COMPITO ASSEGNATO 1:
Raccogli dalle voci riportate più sotto tutte le righe in cui compare la parola "patch".

ESTRATTO SELEZIONATO:
####################

Allarmista climatico pentito chiede scusa. Capito, Greta?

Egregio Direttore,

dopo gli ex gay e gli ex trans, finalmente siamo agli ex allarmisti del clima. Il castello di falsità costruito da media e sedicenti intellettuali scricchiola ogni giorno di più. Se fosse vero che omosessuali si nasce non esisterebbero gli ex omosessuali. Se fosse vero che non siamo il nostro corpo ma i nostri desideri, non esisterebbero i cosiddetti detransitioners. Se fossero stati reali gli allarmi di Paul Ehrlich e Al Gore, tanto per fare due esempi, oggi non avremmo più niente da mangiare e il polo Nord sarebbe scomparso da anni.

A smentire la narrazione del riscaldamento globale di origine antropica, per cui finiremo tutti arrosto perché produciamo troppa anidride carbonica, ora ci si mette anche chi quella narrazione ha contribuito a diffonderla a livello planetario. È da poco uscito negli Stati Uniti il libro Apocalypse Never, opera di Michael Shellenberger, attivista e saggista che via via è stato definito “guru dell’ambiente”, “guru del clima”, “sommo sacerdote” dell’ambientalismo umanista, e nel 2008 fu nominato “eroe dell’ambiente” da Time magazine. Come risulta evidente già dal titolo della sua ultima fatica, Shellenberger contraddice l’allarmismo ecocatastrofista che i potenti ci vogliono imporre come verità assoluta. E recentemente ha ritenuto fosse doveroso chiedere scusa a nome degli ambientalisti: “Sono un attivista del clima da 20 anni e un ambientalista da 30, ma come esperto di energia a cui è stato chiesto dal Congresso di fornire una testimonianza esperta obiettiva e invitato dall’Intergovernmental Panel on Climate Change (IPCC) per fare da esperto revisore del suo prossimo rapporto di valutazione, sento l’obbligo di scusarmi per come noi ambientalisti abbiamo fuorviato il pubblico”.

####################

(Elenco dei dati)

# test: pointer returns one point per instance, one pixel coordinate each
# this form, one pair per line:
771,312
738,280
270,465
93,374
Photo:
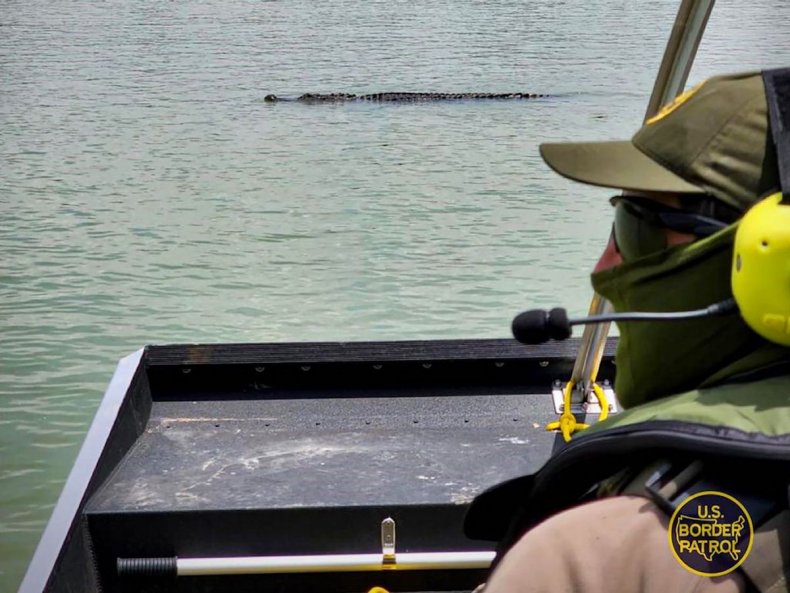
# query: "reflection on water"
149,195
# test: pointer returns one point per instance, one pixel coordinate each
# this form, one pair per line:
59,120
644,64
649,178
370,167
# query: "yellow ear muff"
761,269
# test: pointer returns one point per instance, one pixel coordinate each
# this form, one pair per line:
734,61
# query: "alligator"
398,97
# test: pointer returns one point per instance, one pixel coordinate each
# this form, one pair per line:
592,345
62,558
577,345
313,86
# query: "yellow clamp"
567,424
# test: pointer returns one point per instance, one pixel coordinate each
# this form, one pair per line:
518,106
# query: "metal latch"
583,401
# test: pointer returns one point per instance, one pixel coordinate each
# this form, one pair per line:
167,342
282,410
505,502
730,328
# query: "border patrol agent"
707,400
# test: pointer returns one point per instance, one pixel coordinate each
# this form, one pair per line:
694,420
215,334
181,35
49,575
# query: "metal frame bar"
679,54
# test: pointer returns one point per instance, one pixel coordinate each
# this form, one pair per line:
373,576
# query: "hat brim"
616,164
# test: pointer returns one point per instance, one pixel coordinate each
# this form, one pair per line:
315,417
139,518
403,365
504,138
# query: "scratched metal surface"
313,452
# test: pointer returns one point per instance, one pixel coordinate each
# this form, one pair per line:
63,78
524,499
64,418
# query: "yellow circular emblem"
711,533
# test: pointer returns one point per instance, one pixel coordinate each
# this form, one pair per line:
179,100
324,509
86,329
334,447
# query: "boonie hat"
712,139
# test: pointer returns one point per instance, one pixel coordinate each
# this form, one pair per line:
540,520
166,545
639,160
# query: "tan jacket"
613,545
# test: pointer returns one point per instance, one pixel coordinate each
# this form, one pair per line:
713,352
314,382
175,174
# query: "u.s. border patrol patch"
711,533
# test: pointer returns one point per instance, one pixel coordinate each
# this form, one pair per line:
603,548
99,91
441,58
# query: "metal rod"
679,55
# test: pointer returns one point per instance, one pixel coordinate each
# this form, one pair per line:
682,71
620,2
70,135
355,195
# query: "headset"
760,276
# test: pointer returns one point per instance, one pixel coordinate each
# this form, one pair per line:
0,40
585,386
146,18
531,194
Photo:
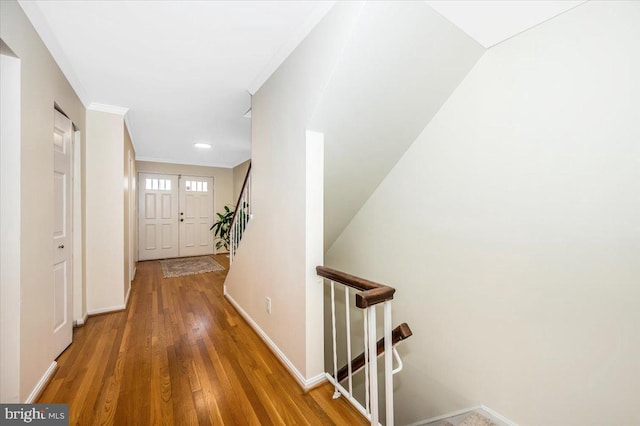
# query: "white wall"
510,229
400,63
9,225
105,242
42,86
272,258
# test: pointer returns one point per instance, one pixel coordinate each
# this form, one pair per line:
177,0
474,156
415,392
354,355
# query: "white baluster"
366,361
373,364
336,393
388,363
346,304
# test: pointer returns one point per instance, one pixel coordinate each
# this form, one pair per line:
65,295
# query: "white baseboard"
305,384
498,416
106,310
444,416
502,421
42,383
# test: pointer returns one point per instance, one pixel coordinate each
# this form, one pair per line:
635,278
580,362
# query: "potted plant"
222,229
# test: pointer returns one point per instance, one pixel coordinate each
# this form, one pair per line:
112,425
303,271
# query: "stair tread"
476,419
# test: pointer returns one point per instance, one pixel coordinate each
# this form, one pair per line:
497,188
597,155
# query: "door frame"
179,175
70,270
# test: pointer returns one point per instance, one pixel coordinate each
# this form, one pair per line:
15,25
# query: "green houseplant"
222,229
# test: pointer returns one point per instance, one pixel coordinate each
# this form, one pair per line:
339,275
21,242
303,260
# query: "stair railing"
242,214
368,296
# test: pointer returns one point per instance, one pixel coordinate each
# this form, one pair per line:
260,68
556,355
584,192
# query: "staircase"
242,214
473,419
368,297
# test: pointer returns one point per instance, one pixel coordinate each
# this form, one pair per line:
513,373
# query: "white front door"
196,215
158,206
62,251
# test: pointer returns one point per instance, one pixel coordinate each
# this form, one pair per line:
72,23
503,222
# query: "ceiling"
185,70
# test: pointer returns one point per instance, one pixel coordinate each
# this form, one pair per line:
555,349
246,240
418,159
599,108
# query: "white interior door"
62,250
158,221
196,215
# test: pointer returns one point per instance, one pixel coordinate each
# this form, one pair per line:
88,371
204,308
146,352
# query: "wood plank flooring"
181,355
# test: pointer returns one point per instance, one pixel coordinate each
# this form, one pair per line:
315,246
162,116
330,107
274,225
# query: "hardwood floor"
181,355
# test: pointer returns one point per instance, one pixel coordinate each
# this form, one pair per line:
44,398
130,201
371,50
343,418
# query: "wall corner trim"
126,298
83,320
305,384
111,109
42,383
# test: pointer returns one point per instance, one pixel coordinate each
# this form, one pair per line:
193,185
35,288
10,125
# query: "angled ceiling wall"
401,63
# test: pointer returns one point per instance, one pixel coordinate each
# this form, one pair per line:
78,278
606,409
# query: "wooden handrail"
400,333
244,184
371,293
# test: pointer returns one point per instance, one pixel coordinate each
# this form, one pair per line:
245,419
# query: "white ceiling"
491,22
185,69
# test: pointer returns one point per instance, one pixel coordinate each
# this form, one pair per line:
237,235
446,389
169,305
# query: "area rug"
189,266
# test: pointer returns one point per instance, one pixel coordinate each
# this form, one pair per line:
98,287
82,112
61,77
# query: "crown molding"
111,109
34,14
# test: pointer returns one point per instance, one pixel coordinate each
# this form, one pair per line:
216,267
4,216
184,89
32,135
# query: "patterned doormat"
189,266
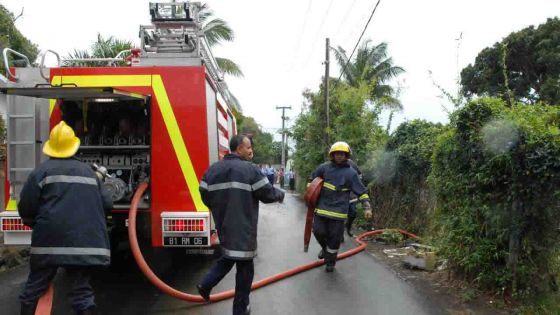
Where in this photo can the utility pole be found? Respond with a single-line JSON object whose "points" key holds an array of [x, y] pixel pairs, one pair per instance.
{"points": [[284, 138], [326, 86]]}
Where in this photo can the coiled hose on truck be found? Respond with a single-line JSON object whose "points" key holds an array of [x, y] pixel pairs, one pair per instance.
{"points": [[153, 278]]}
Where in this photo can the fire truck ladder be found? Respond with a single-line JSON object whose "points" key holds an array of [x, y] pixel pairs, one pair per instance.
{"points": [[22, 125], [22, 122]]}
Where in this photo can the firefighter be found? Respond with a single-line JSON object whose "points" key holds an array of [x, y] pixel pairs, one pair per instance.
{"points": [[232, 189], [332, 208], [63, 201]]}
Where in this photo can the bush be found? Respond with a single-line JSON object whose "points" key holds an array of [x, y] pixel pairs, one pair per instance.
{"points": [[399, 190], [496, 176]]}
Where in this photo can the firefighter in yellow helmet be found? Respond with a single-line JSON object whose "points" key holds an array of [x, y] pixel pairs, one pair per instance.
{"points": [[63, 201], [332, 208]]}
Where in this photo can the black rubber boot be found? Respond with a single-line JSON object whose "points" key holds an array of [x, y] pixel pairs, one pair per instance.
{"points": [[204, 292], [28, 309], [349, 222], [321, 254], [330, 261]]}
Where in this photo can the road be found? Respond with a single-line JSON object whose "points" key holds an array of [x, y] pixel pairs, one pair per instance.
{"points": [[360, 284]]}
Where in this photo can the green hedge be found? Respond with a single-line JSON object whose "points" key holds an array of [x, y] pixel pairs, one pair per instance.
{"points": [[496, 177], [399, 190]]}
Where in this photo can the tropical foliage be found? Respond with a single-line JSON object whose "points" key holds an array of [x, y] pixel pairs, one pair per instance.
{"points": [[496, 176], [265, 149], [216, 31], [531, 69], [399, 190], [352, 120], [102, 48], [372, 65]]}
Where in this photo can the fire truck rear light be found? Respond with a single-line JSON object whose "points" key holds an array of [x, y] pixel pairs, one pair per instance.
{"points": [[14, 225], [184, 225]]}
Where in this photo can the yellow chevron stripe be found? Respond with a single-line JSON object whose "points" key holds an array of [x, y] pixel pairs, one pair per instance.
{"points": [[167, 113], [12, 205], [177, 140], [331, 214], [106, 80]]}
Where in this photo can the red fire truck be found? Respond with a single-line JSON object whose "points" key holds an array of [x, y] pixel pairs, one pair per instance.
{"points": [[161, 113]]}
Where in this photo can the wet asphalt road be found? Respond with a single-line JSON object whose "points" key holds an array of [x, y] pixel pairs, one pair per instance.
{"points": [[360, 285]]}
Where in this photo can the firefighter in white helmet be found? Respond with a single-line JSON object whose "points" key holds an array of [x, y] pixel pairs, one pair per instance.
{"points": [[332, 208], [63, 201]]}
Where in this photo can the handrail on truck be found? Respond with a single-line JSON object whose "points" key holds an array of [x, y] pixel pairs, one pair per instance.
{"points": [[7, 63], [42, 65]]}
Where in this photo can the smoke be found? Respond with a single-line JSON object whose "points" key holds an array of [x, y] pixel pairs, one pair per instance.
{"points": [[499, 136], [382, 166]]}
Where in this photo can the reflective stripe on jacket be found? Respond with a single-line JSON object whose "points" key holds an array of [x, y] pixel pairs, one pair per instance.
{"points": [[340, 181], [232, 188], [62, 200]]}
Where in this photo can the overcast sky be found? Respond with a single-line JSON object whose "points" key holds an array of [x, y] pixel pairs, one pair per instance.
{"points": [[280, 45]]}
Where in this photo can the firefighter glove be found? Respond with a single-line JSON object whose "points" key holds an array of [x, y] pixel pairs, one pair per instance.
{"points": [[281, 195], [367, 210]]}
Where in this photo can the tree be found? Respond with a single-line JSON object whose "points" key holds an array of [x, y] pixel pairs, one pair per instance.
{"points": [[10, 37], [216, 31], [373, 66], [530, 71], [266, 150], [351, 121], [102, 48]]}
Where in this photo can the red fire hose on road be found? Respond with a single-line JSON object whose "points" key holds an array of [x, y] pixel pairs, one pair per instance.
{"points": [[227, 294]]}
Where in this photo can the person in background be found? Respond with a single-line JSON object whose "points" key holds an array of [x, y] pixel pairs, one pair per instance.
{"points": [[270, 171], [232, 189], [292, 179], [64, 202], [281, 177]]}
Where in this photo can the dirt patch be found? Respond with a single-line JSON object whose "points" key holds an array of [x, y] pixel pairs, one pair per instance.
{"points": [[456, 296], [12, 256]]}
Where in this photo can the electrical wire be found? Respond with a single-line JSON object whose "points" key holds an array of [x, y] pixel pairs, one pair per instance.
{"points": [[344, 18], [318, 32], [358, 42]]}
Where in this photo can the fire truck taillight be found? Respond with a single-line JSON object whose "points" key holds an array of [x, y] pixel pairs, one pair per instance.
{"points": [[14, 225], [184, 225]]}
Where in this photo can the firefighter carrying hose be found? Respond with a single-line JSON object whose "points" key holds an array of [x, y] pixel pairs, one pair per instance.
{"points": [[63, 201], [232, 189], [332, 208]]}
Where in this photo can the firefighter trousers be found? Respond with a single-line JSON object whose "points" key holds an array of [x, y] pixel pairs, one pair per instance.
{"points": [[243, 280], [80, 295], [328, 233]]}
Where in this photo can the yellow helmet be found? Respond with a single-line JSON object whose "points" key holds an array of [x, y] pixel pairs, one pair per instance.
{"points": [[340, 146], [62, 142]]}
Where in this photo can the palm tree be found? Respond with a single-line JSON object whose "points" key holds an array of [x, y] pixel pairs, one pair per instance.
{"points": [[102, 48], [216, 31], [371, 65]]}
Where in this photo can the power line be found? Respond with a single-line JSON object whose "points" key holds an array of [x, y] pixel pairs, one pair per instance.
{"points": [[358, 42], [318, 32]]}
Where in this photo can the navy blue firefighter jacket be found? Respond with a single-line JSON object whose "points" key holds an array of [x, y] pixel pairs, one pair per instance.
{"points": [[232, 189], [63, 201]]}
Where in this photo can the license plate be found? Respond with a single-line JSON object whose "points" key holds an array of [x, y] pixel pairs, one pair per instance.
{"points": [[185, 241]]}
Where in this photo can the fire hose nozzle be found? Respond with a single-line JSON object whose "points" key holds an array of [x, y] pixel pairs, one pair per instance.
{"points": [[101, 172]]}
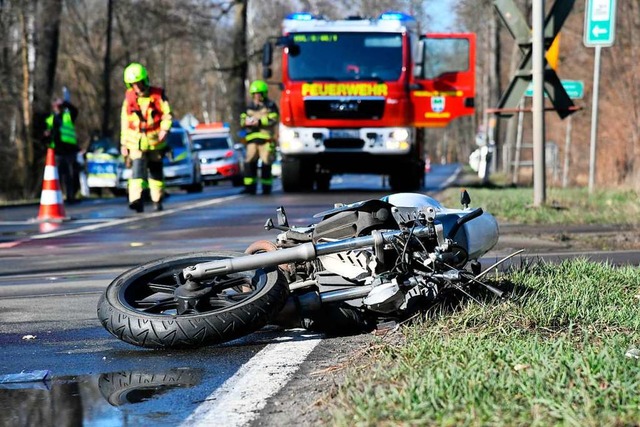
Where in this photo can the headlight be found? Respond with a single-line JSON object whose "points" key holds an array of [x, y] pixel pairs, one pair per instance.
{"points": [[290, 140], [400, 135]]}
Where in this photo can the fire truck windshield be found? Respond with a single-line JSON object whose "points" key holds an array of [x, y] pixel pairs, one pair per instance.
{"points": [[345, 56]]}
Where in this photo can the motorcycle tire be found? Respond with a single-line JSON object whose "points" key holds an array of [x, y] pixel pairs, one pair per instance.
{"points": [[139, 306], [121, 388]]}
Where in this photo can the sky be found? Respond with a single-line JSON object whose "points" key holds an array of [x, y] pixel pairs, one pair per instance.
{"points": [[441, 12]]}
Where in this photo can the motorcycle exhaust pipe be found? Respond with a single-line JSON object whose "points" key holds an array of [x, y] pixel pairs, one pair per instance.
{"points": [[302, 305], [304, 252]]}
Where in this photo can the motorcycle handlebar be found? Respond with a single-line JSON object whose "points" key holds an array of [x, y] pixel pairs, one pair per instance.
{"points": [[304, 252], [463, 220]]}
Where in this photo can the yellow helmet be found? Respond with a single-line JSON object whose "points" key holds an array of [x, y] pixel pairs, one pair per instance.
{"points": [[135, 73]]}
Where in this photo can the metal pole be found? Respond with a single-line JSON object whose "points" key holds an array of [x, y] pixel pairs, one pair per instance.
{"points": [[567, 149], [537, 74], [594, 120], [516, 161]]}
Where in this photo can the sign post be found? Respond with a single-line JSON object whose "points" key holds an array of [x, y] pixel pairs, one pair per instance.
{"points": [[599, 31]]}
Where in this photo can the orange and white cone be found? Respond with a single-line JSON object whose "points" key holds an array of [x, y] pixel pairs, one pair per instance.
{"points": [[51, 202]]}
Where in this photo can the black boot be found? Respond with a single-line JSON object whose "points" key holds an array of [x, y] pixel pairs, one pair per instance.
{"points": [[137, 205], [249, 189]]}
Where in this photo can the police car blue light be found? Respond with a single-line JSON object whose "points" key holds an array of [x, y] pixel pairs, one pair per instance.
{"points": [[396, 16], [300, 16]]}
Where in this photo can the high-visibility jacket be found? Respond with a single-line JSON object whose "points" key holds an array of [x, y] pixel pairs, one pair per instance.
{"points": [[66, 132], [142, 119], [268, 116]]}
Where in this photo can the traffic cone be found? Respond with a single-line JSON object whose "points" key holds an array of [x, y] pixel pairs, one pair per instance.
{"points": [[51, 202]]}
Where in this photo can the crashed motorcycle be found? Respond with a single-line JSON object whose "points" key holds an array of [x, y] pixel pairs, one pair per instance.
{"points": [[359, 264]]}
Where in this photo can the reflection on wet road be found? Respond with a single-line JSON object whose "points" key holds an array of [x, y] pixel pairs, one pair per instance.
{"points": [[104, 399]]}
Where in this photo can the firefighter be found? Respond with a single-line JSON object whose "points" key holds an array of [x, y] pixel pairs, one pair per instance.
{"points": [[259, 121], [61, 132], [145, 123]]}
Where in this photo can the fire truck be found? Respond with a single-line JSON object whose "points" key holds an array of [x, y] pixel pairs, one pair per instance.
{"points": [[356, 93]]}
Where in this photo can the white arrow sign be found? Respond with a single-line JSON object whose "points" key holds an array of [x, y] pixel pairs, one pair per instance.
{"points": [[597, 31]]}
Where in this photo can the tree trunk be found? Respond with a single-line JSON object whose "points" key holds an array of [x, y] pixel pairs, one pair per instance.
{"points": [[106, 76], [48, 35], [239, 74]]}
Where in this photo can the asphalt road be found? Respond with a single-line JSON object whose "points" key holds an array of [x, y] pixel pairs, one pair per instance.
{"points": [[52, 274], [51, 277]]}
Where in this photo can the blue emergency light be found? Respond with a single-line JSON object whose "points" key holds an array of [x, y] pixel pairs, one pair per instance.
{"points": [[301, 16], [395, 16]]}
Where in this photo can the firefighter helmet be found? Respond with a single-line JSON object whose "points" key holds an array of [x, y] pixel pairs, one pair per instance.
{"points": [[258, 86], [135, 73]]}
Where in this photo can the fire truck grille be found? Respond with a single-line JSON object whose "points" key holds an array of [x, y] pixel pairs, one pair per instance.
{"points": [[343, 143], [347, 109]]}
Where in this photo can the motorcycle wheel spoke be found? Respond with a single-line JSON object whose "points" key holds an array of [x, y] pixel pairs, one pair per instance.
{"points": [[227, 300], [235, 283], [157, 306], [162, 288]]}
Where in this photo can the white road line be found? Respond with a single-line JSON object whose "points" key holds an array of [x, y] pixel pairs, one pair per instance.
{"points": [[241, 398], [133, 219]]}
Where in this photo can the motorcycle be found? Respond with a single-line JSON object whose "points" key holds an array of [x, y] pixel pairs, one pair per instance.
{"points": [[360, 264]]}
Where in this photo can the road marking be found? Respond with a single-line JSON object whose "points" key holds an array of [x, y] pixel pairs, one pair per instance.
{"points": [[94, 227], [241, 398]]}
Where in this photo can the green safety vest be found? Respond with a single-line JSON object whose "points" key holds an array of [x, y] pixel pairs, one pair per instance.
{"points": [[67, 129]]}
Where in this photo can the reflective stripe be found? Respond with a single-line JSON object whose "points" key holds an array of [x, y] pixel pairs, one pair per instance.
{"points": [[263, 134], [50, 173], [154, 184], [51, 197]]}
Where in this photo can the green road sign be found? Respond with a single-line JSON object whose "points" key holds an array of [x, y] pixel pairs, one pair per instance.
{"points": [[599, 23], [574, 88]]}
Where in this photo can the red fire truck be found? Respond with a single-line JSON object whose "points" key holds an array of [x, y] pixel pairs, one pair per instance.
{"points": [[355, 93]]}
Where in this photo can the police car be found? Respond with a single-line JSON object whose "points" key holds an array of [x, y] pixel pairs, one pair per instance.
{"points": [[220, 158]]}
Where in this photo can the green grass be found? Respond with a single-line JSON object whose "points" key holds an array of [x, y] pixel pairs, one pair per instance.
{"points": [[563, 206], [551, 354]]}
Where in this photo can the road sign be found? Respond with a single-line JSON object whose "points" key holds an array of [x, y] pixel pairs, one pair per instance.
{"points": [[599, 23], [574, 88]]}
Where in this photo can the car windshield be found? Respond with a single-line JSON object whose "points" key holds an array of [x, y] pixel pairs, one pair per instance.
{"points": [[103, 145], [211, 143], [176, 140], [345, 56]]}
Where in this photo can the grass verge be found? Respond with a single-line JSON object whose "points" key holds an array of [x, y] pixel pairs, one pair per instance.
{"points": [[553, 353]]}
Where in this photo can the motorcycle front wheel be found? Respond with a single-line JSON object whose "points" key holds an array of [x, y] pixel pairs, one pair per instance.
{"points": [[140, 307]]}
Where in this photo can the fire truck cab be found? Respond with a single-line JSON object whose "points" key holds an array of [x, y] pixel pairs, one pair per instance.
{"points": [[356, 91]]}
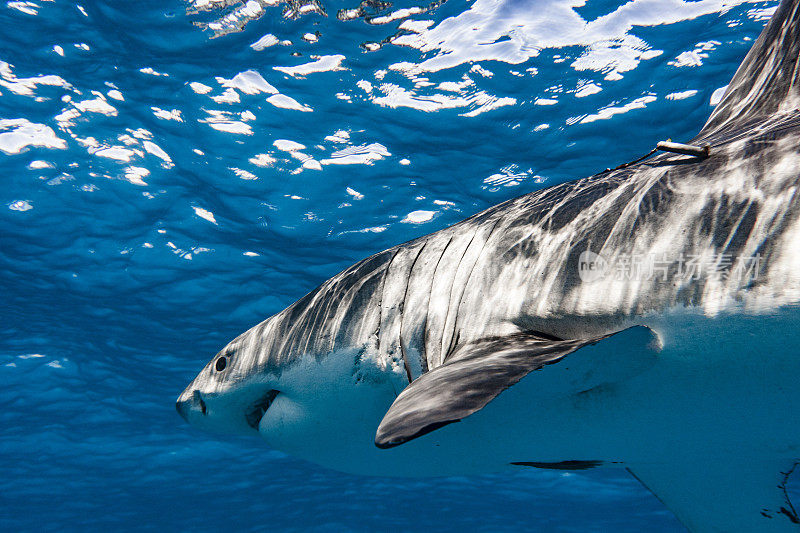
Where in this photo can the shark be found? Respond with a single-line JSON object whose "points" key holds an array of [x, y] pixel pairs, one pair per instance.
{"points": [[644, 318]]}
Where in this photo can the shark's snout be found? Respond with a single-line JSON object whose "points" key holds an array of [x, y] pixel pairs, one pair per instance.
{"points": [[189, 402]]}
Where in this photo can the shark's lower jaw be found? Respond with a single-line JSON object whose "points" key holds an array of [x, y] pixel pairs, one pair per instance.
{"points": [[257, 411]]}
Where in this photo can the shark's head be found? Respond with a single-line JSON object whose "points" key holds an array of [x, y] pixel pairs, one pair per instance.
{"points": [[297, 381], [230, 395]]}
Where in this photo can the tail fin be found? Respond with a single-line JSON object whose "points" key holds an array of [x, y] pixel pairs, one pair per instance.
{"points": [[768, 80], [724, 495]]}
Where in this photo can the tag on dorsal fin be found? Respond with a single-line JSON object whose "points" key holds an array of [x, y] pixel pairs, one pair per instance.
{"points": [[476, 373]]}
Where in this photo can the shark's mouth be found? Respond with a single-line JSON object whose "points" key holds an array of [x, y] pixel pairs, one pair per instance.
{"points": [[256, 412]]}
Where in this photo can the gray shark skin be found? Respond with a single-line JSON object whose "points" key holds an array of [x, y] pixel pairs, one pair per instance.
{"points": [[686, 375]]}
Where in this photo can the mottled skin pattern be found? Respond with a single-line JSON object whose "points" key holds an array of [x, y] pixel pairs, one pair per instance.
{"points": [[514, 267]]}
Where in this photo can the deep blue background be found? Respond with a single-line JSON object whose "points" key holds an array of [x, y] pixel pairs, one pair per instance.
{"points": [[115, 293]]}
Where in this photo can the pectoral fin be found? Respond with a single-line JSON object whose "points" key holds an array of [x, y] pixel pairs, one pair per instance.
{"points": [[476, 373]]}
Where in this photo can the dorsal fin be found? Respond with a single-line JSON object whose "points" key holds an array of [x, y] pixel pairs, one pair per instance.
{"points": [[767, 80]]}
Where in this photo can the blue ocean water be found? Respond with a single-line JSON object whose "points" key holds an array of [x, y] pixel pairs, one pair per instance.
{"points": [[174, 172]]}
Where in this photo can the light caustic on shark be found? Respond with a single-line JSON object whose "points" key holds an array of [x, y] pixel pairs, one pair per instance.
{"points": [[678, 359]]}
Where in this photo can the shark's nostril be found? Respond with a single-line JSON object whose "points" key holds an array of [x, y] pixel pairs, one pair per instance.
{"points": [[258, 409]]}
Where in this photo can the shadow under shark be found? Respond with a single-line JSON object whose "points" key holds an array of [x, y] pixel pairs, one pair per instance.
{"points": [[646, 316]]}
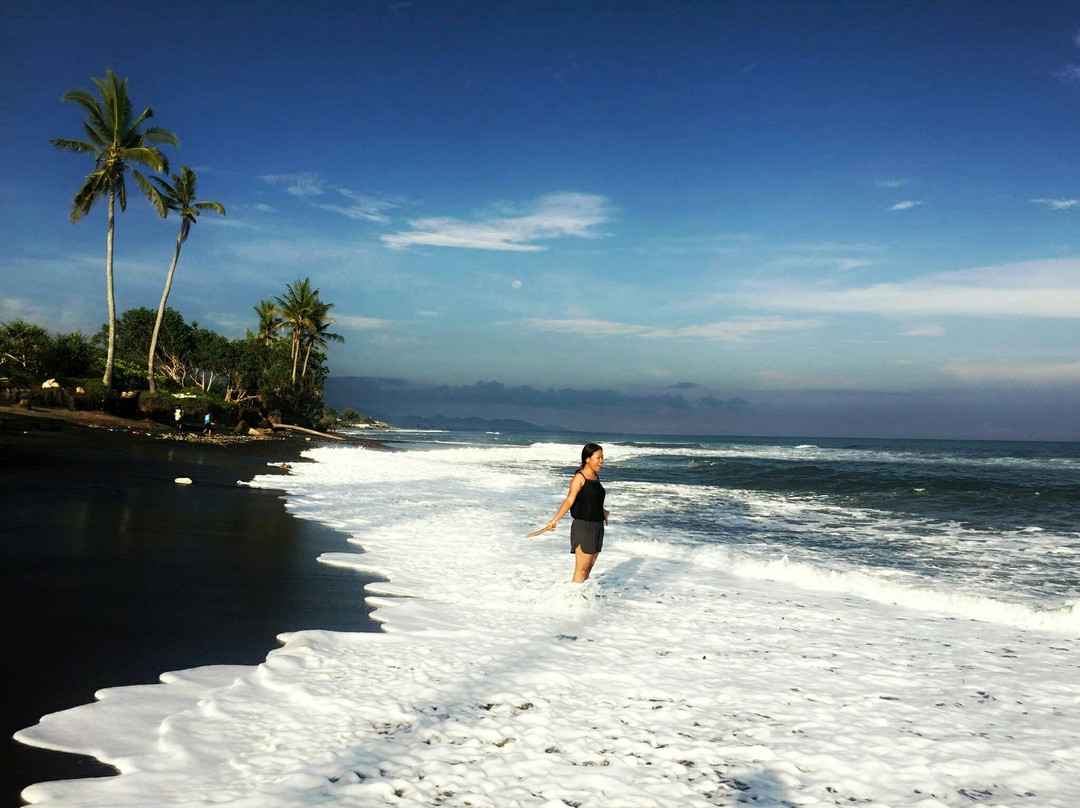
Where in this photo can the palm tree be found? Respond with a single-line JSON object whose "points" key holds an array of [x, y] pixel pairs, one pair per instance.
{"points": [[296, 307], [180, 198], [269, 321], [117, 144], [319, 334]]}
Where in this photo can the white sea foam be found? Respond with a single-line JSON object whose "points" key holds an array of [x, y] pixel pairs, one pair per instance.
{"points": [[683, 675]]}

####################

COMPITO ASSEGNATO 2:
Riproduci senza modifiche il passo della lettera sugli allarmisti del clima da "dopo gli ex" a "scomparso da anni.".

RISULTATO DELL'ESERCIZIO 1:
# query: "u.s. border patrol patch"
Where in this photo can the dirt patch be found? Respond with a single-line JSON object whose "points" key holds an array of [x, y] pixel pairs, one pair per instance.

RISULTATO DELL'ESERCIZIO 2:
dopo gli ex gay e gli ex trans, finalmente siamo agli ex allarmisti del clima. Il castello di falsità costruito da media e sedicenti intellettuali scricchiola ogni giorno di più. Se fosse vero che omosessuali si nasce non esisterebbero gli ex omosessuali. Se fosse vero che non siamo il nostro corpo ma i nostri desideri, non esisterebbero i cosiddetti detransitioners. Se fossero stati reali gli allarmi di Paul Ehrlich e Al Gore, tanto per fare due esempi, oggi non avremmo più niente da mangiare e il polo Nord sarebbe scomparso da anni.